**Extrait du document**:
+-------+
# Problème sauvegarde whatsapp



## Michael003 (2 Août 2017)

Bonjour, 

J'ai un petit soucis avec whatsapp, lorsque j'essaye d'effectuer une sauvegarde whatsapp (interne à l'application), j'ai le message suivant : "Pas suffisamment de stockage sur l'iPhone - Veuillez libérer 700Mo d'espace de stockage sur votre iPhone pour pouvoir sauvegarder vos discussions". Or, mes données whatsapp se sauvegardent normalement sur mon iCloud, la sauvegarde contient d'ailleurs 7Go de données. Pourtant, il reste bien 40Go de libre sur iCloud et plus de 10Go de libre sur mon iPhone.

Auriez-vous une idée de ce qui empêcherait WhatsApp de sauvegarder ses données ? Un simple bug ?

Merci à vous pour vos réponses !


----------



## Michael003 (3 Août 2017)

Juste pour dire que mon problème s'est résolu après être passé en 10.3.3 [emoji6]


----------



## MAMAGEN (24 Janvier 2020)

Bonjour,
J'ai actuellement le même problème, non résolu par la mise à jour.
Dernière sauvegarde : le 01/01/2020
Depuis les sauvegardes de l'aphone se font normalement sur le cloud, nécessitant un tri régulier sur les photos
Merci de votre attention
Cordialement
MAMAGEN


----------



## Membre supprimé 1137488 (12 Juin 2020)

Michael003 a dit:


> Or, mes données whatsapp se sauvegardent normalement sur mon iClou


Bonjour 
Je viens de m'apercevoir que je n'ai même pas WhatsApp dans mes App iPhone. 
Comment ça se fait ?

J'utilise plus l'App sur Mac, l'iPhone étant trop petit et sensible et ma dextérité zéro.


----------



## Jura39 (12 Juin 2020)

WheelNelly a dit:


> Bonjour
> Je viens de m'apercevoir que je n'ai même pas WhatsApp dans mes App iPhone.
> Comment ça se fait ?
> 
> J'utilise plus l'App sur Mac, l'iPhone étant trop petit et sensible et ma dextérité zéro.


Elle doit être sur l'iPhone pour fonctionner sur le Mac


----------



## Membre supprimé 1137488 (12 Juin 2020)

oui puisque je Scan le QR code


----------



## Jura39 (12 Juin 2020)

alors l'application est sur l'iPhone


----------



## Membre supprimé 1137488 (12 Juin 2020)

oui, mais je ne plus faire de sauvegarde conversation, il me demande d'activé iCloud Drive ??


----------



## Membre supprimé 1129907 (12 Juin 2020)

Je viens de penser à quelque chose, s'agit-il bien de la dernière version de WhatsApp que tu as ?
Version 2.20.61 sur l'app store

S'il s'agissait d'une version plus ancienne, cela pourrait expliquer ce problème.


----------



## Membre supprimé 1137488 (12 Juin 2020)
+-------+
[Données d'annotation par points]

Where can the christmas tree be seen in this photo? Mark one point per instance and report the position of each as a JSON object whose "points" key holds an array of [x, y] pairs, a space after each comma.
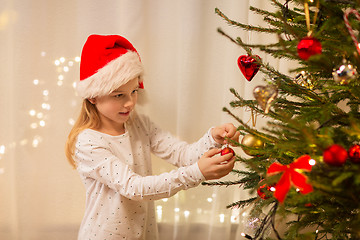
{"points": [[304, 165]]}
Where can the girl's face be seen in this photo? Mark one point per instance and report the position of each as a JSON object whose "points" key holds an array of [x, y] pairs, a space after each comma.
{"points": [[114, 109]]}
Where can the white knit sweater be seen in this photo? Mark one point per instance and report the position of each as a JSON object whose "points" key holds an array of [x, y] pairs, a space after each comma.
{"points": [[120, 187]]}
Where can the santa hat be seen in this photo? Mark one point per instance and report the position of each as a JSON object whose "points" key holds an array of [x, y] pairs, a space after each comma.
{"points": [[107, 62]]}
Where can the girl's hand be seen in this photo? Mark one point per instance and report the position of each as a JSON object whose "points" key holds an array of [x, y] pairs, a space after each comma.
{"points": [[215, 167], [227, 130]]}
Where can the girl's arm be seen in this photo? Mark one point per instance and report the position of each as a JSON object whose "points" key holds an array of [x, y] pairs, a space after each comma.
+-------+
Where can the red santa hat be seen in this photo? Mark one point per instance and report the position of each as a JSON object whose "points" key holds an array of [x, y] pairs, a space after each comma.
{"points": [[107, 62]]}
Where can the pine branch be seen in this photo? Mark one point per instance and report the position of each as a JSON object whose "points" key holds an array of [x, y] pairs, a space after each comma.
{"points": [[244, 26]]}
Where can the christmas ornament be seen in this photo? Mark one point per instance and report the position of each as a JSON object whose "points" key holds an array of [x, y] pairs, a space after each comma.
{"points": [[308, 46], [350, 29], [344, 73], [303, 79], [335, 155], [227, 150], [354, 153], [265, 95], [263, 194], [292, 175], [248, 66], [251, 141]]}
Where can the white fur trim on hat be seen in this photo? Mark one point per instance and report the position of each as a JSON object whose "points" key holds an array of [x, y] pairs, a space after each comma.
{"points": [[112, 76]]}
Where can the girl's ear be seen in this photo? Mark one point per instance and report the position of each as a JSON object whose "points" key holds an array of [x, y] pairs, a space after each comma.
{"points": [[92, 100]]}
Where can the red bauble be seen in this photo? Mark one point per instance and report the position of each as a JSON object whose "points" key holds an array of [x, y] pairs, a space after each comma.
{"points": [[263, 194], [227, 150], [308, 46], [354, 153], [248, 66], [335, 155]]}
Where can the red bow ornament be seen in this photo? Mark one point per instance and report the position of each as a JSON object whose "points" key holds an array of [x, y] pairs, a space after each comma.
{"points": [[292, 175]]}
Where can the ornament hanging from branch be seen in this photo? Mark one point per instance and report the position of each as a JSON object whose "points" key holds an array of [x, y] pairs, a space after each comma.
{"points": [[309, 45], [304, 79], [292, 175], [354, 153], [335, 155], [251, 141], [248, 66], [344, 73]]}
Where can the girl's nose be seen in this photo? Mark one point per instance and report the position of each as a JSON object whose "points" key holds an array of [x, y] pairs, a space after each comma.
+-------+
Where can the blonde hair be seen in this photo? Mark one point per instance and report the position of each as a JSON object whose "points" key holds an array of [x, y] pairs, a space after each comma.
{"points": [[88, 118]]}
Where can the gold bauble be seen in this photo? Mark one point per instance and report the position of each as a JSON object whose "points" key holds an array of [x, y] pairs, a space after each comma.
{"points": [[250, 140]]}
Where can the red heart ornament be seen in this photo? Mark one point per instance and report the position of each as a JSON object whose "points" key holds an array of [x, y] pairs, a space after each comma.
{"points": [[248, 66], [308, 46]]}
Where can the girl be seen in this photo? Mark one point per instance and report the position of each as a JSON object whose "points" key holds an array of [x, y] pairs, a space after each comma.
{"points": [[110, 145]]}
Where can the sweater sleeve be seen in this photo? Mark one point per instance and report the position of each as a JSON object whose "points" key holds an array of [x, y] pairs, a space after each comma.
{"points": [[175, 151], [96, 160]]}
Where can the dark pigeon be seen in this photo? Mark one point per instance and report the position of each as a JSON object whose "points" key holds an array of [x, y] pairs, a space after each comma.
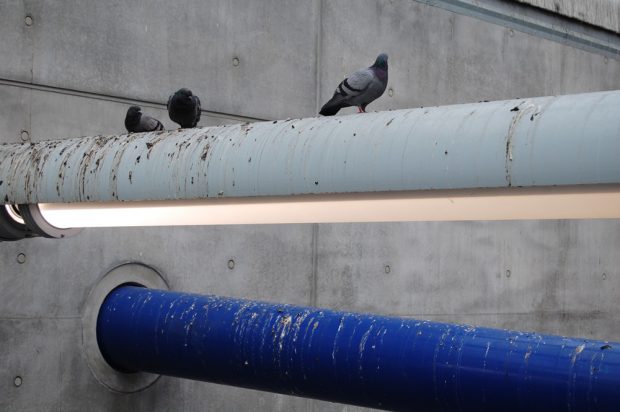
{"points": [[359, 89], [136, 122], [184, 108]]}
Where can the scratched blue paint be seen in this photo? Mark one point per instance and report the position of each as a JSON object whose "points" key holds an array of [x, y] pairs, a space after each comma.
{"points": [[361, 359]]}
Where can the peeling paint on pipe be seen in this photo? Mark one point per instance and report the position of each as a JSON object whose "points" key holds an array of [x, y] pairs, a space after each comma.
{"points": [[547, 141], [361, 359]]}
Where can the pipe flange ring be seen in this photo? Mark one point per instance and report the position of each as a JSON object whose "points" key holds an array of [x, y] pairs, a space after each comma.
+-------+
**Tâches à réaliser**:
1. D'après le fil sur la sauvegarde WhatsApp, pour quelle raison Membre supprimé 1129907 s'enquiert-il de la version de WhatsApp installée ? Répondez en une à trois phrases.
2. Répondez à ces questions sur le fil sur la sauvegarde WhatsApp :
(a) Combien de Mo le message d'erreur demande-t-il de libérer sur l'iPhone ?
(b) Après le passage à quelle version le problème de Michael003 s'est-il résolu ?
(c) Quelle est la date de la dernière sauvegarde indiquée par MAMAGEN ?
3. Extrayez du fil sur la sauvegarde WhatsApp tout le passage qui va de « Je viens de penser » jusqu'à « expliquer ce problème. ».

**Réponses attendues**:
1. Une version de WhatsApp plus ancienne que la dernière pourrait expliquer le problème de sauvegarde. La dernière version est la 2.20.61, disponible sur l'App Store.

2.
(a) 700 Mo.
(b) La version 10.3.3.
(c) Le 01/01/2020.

3.
Je viens de penser à quelque chose, s'agit-il bien de la dernière version de WhatsApp que tu as ?
Version 2.20.61 sur l'app store

S'il s'agissait d'une version plus ancienne, cela pourrait expliquer ce problème.